Document excerpt -
In particular, an upper side of the plurality of fingers can be used as a support section for the cooking receptacle and can space the cooking receptacle from the gas burner. A finger which is located between a gas outlet port and the cooking receptacle can be heated by the flame and discharge the heat to the surroundings, in particular to the frame, which would result in a loss of energy. Therefore, it can be energetically favorable that no gas outlet ports are arranged underneath the plurality of fingers. The sensor device could be arranged underneath one of the fingers such that the detection range is outside the flame region. As a result, a fault in the detection of the thermal radiation by the infrared sensor device can be prevented.

Furthermore, a cooktop arrangement comprising one or more gas cooking zones mentioned above or hereinafter is proposed.

Such a cooktop arrangement is capable of adapting a heat output to the gas cooking zone as a function of detected thermal radiation which, in particular, can be converted into a temperature of the cooking receptacle. In this way, in particular, it can be ensured that the cooking receptacle is not heated excessively, i.e. that the cooking receptacle is not heated to a temperature above a predeterminable limit value.

According to a further embodiment, the cooktop arrangement further comprises a control unit. The infrared sensor device of the at least one gas cooking zone is arranged to generate sensor signals as a function of detected thermal radiation and to transmit these to the control unit.

According to a further embodiment, the control unit controls a heat output of the gas cooking zone as a function of the sensor signals.

The control unit can be set up to control a heat output of each of the at least one gas cooking zones as a function of the detected thermal radiation. In particular, in this case, a flow rate of the flammable gas-air mixture to the respective gas burners can be controlled. The sensor signals of the infrared sensor device can be transmitted, for example, electrically, magnetically, mechanically, acoustically and/or optically.

Furthermore, the control unit can be coupled with the sensor element of the infrared sensor device, accommodate it and/or comprise it. Accordingly, the light guide of the infrared sensor device can supply the detected thermal radiation to the control unit, and the control unit can generate corresponding sensor signals.

Further possible implementations of the invention do not comprise explicitly mentioned combinations of features or embodiments described previously or hereinafter with regard to the exemplary embodiments either. The person skilled in the art will also add individual aspects as improvements or supplements to the respective basic form of the invention.

Further advantageous embodiments and aspects of the invention are the subject matter of the subclaims and of the exemplary embodiments of the invention described hereinafter. The invention is explained in more detail hereinafter on the basis of preferred embodiments with reference to the attached figures.

Information shown -
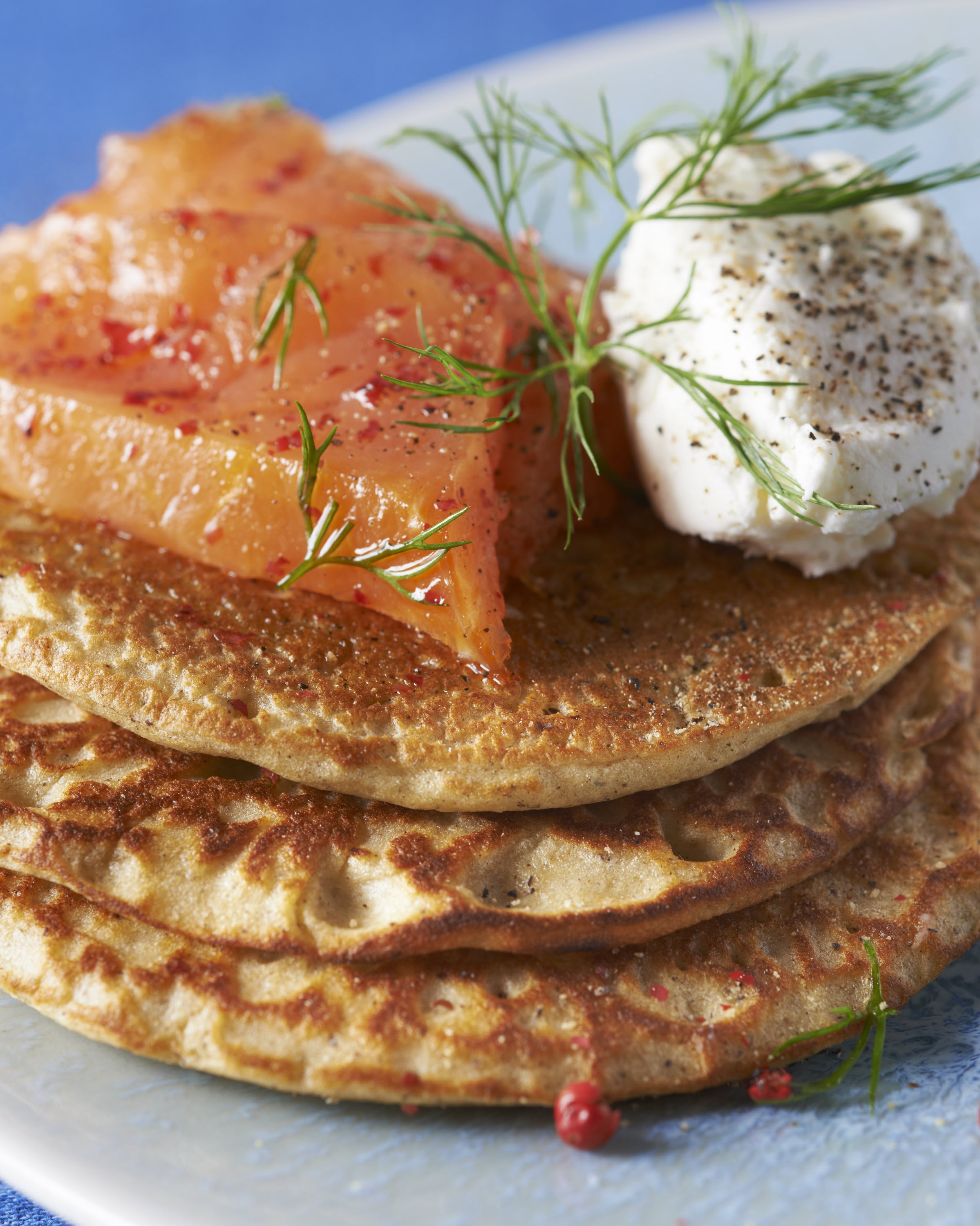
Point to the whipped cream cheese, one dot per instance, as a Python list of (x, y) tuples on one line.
[(874, 308)]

Jobs -
[1] Condense the paragraph of the gas cooktop excerpt that begins "The control unit can be set up" into a short bulleted list that keeps its main facts.
[2] Quote from the gas cooktop excerpt the part that opens with the words containing "Furthermore, the control" and closes with "corresponding sensor signals.".
[3] In the gas cooktop excerpt, what does the infrared sensor device send to the control unit?
The listing plays no role here.

Task responses -
[1]
- The control unit can control the heat output of each gas cooking zone based on the detected thermal radiation.
- It can do this by controlling the flow rate of the flammable gas-air mixture to the gas burners.
- The infrared sensor device's signals can be transmitted electrically, magnetically, mechanically, acoustically and/or optically.

[2]
Furthermore, the control unit can be coupled with the sensor element of the infrared sensor device, accommodate it and/or comprise it. Accordingly, the light guide of the infrared sensor device can supply the detected thermal radiation to the control unit, and the control unit can generate corresponding sensor signals.

[3] Sensor signals generated as a function of the detected thermal radiation.